[Work to complete] Copy each line below containing "wheat".

Annotated photo localization data:
***

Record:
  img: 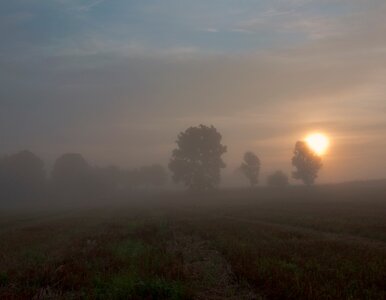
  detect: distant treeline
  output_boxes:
[0,124,323,202]
[0,151,167,203]
[168,124,320,191]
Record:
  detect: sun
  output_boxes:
[305,133,330,156]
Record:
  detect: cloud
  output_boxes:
[71,0,106,12]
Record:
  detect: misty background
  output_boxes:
[1,0,386,185]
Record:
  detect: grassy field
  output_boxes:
[0,183,385,299]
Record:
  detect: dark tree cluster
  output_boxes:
[0,125,326,204]
[51,154,167,200]
[0,151,167,204]
[0,151,45,202]
[168,124,324,190]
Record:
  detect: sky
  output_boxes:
[1,0,386,184]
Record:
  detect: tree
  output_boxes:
[292,141,323,185]
[169,124,227,191]
[0,150,46,201]
[51,153,94,198]
[52,153,90,183]
[267,170,289,187]
[240,151,260,187]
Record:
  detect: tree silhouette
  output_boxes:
[267,170,289,187]
[51,153,94,198]
[240,151,260,187]
[169,124,227,191]
[0,150,46,201]
[292,141,323,185]
[52,153,90,183]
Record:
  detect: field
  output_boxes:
[0,182,386,299]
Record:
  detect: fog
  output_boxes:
[2,4,386,300]
[1,0,386,192]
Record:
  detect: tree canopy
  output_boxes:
[0,150,46,201]
[292,141,323,185]
[169,124,227,191]
[240,151,261,187]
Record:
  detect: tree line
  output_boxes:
[0,151,167,203]
[169,124,322,191]
[0,124,323,202]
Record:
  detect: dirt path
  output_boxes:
[217,215,386,250]
[168,227,261,300]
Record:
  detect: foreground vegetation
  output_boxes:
[0,182,385,299]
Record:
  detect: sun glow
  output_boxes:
[305,133,330,156]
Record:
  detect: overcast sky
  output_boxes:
[1,0,386,183]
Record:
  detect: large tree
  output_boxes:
[292,141,323,185]
[169,125,227,191]
[240,151,260,187]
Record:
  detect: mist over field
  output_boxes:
[1,1,386,299]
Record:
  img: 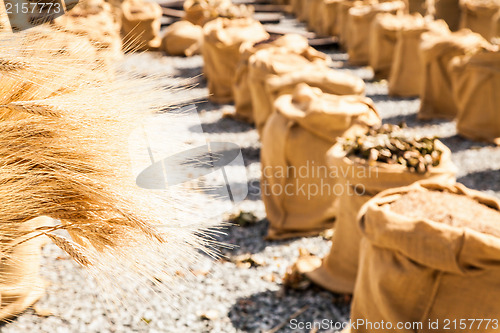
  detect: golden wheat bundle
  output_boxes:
[0,26,219,319]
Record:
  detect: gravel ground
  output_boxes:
[3,14,500,333]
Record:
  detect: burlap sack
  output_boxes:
[434,0,461,30]
[320,0,343,36]
[338,1,365,48]
[248,46,330,135]
[418,29,492,120]
[350,182,500,333]
[265,68,366,102]
[388,18,449,97]
[492,10,500,37]
[404,0,426,14]
[202,17,269,104]
[262,84,381,240]
[369,13,406,79]
[184,0,232,26]
[298,0,311,22]
[296,140,456,294]
[121,0,162,50]
[161,20,203,56]
[347,1,406,66]
[307,0,324,33]
[291,0,304,18]
[233,34,309,123]
[449,48,500,145]
[0,216,51,321]
[460,0,500,40]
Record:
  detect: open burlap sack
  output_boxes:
[369,13,406,79]
[449,48,500,145]
[262,84,381,240]
[388,18,449,97]
[350,181,500,333]
[433,0,461,30]
[419,29,492,120]
[266,68,366,102]
[0,216,51,321]
[320,0,343,36]
[161,20,203,56]
[248,46,330,135]
[184,0,232,26]
[347,1,406,66]
[233,34,309,123]
[203,17,269,104]
[460,0,500,40]
[296,140,456,294]
[121,0,162,50]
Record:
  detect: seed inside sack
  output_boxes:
[389,190,500,238]
[342,124,442,173]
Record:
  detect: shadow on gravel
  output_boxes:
[439,135,494,153]
[195,117,254,134]
[458,169,500,192]
[228,288,350,333]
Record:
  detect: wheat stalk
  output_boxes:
[44,233,93,267]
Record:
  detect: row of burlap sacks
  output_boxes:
[289,0,500,144]
[161,0,255,56]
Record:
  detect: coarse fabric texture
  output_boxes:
[434,0,461,30]
[369,13,406,79]
[320,0,343,36]
[388,18,449,97]
[202,17,269,104]
[459,0,500,40]
[307,0,325,33]
[248,45,330,135]
[183,0,232,26]
[161,20,203,56]
[338,0,365,48]
[404,0,426,14]
[262,84,381,240]
[301,140,456,294]
[0,217,51,321]
[347,1,406,66]
[350,182,500,333]
[121,0,162,50]
[449,48,500,145]
[418,29,492,120]
[233,34,309,123]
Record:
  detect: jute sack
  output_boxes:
[298,0,311,22]
[161,20,203,56]
[404,0,426,14]
[0,217,51,321]
[262,84,381,240]
[418,29,493,120]
[320,0,343,36]
[388,18,449,97]
[265,67,366,102]
[459,0,500,40]
[308,0,324,33]
[449,48,500,145]
[291,0,303,18]
[338,1,365,48]
[434,0,461,30]
[350,182,500,333]
[233,34,309,123]
[296,140,456,294]
[248,46,330,135]
[347,1,406,66]
[121,0,162,50]
[202,17,269,104]
[183,0,232,26]
[369,13,406,79]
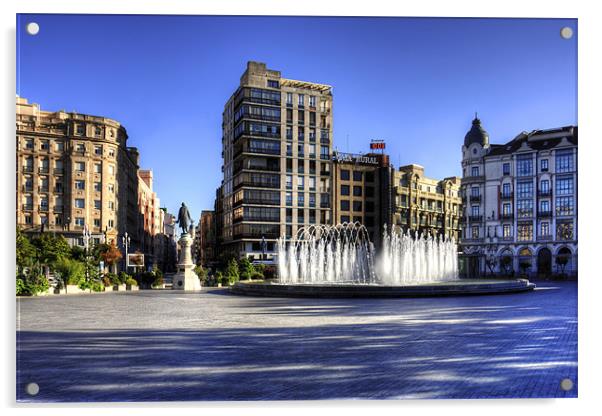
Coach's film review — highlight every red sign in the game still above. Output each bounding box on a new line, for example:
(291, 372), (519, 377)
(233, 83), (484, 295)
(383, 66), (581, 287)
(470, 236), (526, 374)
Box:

***

[Solution for this problem]
  detect: golden wheat bundle
  detect: wheat stalk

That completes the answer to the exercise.